Copy out every one of the entries below word for word, leaving out the pictures.

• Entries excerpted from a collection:
· · · ·
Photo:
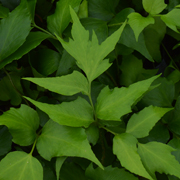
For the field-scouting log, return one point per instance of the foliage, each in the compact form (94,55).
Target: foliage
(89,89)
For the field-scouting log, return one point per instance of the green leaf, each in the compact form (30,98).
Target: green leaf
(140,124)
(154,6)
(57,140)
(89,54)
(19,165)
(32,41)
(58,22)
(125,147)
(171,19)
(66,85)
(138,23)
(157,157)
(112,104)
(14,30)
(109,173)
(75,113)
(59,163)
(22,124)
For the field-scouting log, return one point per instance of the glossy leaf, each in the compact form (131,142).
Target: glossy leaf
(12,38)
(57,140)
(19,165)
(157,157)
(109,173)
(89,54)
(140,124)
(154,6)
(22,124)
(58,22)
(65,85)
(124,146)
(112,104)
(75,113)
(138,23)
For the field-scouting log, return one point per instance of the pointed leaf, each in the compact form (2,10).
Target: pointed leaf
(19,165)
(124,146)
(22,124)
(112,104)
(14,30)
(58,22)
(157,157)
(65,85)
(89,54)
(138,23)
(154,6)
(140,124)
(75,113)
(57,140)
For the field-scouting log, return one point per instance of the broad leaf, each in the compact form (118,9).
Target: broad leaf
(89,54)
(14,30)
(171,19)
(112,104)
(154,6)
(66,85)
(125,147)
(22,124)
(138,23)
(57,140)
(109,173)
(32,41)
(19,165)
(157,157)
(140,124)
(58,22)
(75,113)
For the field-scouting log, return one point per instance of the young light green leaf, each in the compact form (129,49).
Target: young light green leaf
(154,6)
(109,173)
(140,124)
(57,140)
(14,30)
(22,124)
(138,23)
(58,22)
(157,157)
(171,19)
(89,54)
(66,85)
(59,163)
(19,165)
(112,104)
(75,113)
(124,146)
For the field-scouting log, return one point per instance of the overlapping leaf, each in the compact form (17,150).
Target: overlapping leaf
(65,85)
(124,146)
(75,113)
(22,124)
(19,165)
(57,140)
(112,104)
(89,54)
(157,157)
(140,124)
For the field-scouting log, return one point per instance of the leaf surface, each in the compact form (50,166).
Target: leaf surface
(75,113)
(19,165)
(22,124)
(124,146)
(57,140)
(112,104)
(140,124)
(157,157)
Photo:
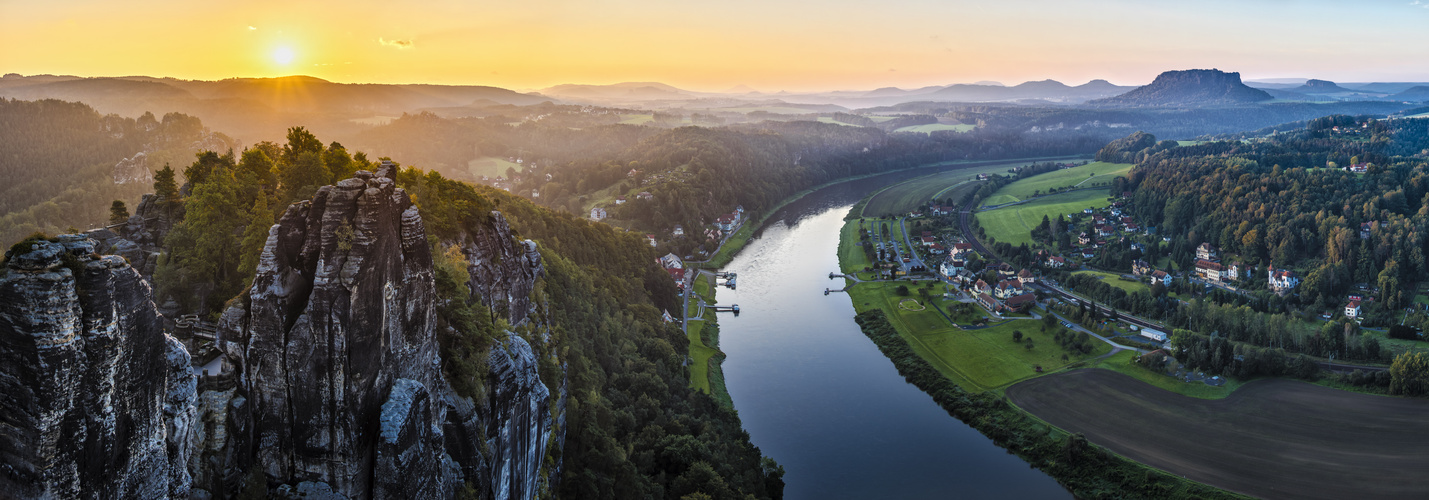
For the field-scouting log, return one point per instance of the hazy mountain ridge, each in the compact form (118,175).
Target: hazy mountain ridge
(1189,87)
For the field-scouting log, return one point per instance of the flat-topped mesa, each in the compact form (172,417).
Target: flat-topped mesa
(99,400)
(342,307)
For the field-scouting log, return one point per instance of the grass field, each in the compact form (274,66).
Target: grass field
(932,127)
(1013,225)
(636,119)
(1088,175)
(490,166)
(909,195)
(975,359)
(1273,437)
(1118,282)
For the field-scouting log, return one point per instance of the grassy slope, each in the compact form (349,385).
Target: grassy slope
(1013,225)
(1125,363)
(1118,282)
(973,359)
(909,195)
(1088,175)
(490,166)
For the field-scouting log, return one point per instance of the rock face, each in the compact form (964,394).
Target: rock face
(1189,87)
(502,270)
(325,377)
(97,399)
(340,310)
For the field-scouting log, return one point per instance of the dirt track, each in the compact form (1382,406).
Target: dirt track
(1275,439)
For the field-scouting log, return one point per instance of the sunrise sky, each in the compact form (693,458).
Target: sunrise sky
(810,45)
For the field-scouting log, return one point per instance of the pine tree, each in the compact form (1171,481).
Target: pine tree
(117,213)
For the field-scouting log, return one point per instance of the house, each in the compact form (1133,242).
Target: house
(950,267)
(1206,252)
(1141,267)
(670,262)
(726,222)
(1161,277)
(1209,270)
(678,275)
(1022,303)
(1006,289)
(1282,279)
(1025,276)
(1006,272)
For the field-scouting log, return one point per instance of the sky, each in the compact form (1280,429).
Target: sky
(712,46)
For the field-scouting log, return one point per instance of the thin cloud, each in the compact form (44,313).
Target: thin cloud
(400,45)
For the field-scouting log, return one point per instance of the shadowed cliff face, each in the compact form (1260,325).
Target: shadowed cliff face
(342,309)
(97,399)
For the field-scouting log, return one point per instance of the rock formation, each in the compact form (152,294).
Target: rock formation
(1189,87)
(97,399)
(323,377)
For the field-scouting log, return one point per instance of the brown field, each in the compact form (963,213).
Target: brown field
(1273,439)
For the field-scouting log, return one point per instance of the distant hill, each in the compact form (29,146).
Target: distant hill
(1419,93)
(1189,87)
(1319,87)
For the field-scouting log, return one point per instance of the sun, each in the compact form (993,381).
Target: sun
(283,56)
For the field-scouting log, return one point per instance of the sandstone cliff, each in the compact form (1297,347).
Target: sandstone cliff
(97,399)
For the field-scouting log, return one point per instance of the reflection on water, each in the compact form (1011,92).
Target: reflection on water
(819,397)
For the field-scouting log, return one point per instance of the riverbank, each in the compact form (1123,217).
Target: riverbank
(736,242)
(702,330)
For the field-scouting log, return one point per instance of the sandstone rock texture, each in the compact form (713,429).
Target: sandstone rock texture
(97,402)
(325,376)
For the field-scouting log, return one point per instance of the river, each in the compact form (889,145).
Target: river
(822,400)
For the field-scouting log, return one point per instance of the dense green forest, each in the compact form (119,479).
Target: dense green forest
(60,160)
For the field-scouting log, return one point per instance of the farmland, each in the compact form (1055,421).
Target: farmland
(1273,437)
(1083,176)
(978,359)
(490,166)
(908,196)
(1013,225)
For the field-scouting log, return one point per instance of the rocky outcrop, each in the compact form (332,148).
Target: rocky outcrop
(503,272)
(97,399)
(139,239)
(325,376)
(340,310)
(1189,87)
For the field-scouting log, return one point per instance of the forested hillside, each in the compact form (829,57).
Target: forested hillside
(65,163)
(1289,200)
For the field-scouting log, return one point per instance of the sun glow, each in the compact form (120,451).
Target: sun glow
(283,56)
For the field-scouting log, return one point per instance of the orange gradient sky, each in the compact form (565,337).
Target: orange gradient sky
· · · ·
• Exercise result:
Photo:
For the field-scouting log, return one point per instance of the foliage, each in the compact form (94,55).
Target: foliage
(89,89)
For the field-scouting log, return one point per instance of the green leaf, each in the compact form (30,98).
Target: green leaf
(140,124)
(154,6)
(57,140)
(89,54)
(19,165)
(32,41)
(58,22)
(125,147)
(171,19)
(66,85)
(138,23)
(157,157)
(112,104)
(14,30)
(109,173)
(75,113)
(59,163)
(22,124)
For the field-scouting log, return one point per instance of the glossy leaf, each in the compact form (131,142).
Target: glossy leaf
(12,38)
(57,140)
(19,165)
(157,157)
(109,173)
(89,54)
(140,124)
(154,6)
(22,124)
(58,22)
(65,85)
(124,146)
(112,104)
(75,113)
(138,23)
For the field-scouting log, return one point per instance of the pointed leaf, each in the compact form (2,10).
Target: pointed leaf
(19,165)
(124,146)
(22,124)
(112,104)
(14,30)
(58,22)
(157,157)
(65,85)
(89,54)
(138,23)
(154,6)
(140,124)
(75,113)
(57,140)
For the field-scouting log, return one point per instance of the broad leaf, each in the compact form (118,9).
Target: broad leaf
(89,54)
(14,30)
(171,19)
(112,104)
(154,6)
(66,85)
(125,147)
(22,124)
(138,23)
(57,140)
(109,173)
(32,41)
(19,165)
(157,157)
(140,124)
(58,22)
(75,113)
For the field-scouting log, return one point per instance of the young light green leaf, each in the compact form (129,49).
Target: young light green leaf
(154,6)
(109,173)
(140,124)
(57,140)
(14,30)
(22,124)
(138,23)
(58,22)
(157,157)
(171,19)
(89,54)
(66,85)
(59,163)
(19,165)
(112,104)
(75,113)
(124,146)
For the field-scouting log, return one point per instance of the overlapping leaf, each in the compact form (17,150).
Target: overlapping leaf
(65,85)
(124,146)
(75,113)
(22,124)
(19,165)
(57,140)
(112,104)
(89,54)
(157,157)
(140,124)
For the field-scouting log, return one point per instance of the leaf surface, each in the compact form (50,166).
Target: leaf surface
(75,113)
(19,165)
(22,124)
(124,146)
(57,140)
(112,104)
(140,124)
(157,157)
Photo:
For the field-scouting log, return one point per instance of the hazy mountain ridge, each in the compact form (118,175).
Target: hazy mountain ridge
(1189,87)
For the field-scouting log, return one point per instance of the flat-topped mesa, each in the compact form (172,417).
Target: flat-topped mesa
(99,400)
(342,307)
For the field-scouting log, return one point per instance of the grass field, each in the compact form (274,66).
Target: grass field
(932,127)
(1013,225)
(636,119)
(1088,175)
(490,166)
(909,195)
(975,359)
(1273,437)
(1118,282)
For the field-scouting log, return one point per instance of the grassy slope, each in the compact form (349,385).
Target: grassy slope
(1013,225)
(1125,363)
(1118,282)
(973,359)
(909,195)
(1088,175)
(490,166)
For the field-scouting log, return one point per instance of the rock face, each in the compact form (964,394).
Target: rock face
(1189,87)
(502,270)
(325,377)
(97,399)
(340,310)
For the field-scouting log, return one point per instance of the dirt track, each in the compact form (1382,406).
Target: dirt track
(1275,439)
For the field-scouting log, return one point per instance of the sunrise sky, each in the compact form (693,458).
Target: sunrise sky
(810,45)
For the field-scouting log, return one point per instance of the pine tree, each in the compact form (1171,481).
Target: pine tree
(117,213)
For the field-scouting log, return one point per instance of the house, each in the compact form (1133,242).
Target: house
(950,267)
(1206,252)
(1141,267)
(670,262)
(726,222)
(1161,277)
(1209,270)
(678,275)
(1022,303)
(1006,289)
(1282,279)
(1025,276)
(1006,272)
For the field-scouting log, return one point per instance of the sky, each in the compact form (1280,429).
Target: sky
(712,46)
For the field-scouting log, return one point per instance of the thin cloud, each in the compact form (44,313).
Target: thin cloud
(400,45)
For the field-scouting log, return one point per instance of the shadowed cliff face, each in the compact form (1260,325).
Target: shadowed cliff face
(342,309)
(97,399)
For the field-scouting log, return one point per instance of the rock formation, each in the compact form (152,294).
Target: rock formation
(1189,87)
(97,399)
(323,377)
For the field-scouting log, return one point per instance of the brown field, each in the compact form (963,213).
Target: brown field
(1273,439)
For the field-scouting log, return one point per instance of the distant hill, each in the compact form (29,146).
Target: distant hill
(1419,93)
(1189,87)
(1319,87)
For the field-scouting log, return one point per instance of the sun, each in the compact form (993,381).
Target: sun
(283,56)
For the field-scouting log, return one point per instance of the sandstone cliff, each in the compact form (1297,347).
Target: sandstone cliff
(97,399)
For the field-scouting log, return one point per instance of the reflection on water, each in the compact form (1011,92).
Target: reflection on water
(819,397)
For the field-scouting log, return one point per instance of the riverbank, each in the compact form (1123,217).
Target: riverbank
(736,242)
(702,330)
For the field-scouting log, return one point per instance of the sandstone rock texture, each in the compact form (713,429).
Target: sandstone rock texture
(97,402)
(325,376)
For the field-scouting log, return one point per instance of the river, each in the compact form (889,145).
Target: river
(822,400)
For the field-scouting log, return one point per instance of the dense green forest, each in the compact form (119,479).
Target: dense green forest
(60,160)
For the field-scouting log, return one point per instance of the farmland, each in the compact form (1055,421).
Target: farmland
(1273,437)
(1083,176)
(978,359)
(490,166)
(908,196)
(1013,225)
For the field-scouting log, return one point per instance of the rocky outcrop, each in the compact form (332,148).
Target: rocky outcrop
(503,272)
(97,399)
(139,239)
(325,376)
(340,310)
(1189,87)
For the field-scouting log, return one point per instance of the forested hillside, each in the compact form (829,57).
Target: forested hillside
(65,163)
(1289,200)
For the field-scouting log, return one point per instance of the sun glow, each in the compact form (120,451).
Target: sun glow
(283,56)
For the field-scouting log, return one point per instance of the orange gradient sky, each in the compact form (565,337).
Target: orange gradient sky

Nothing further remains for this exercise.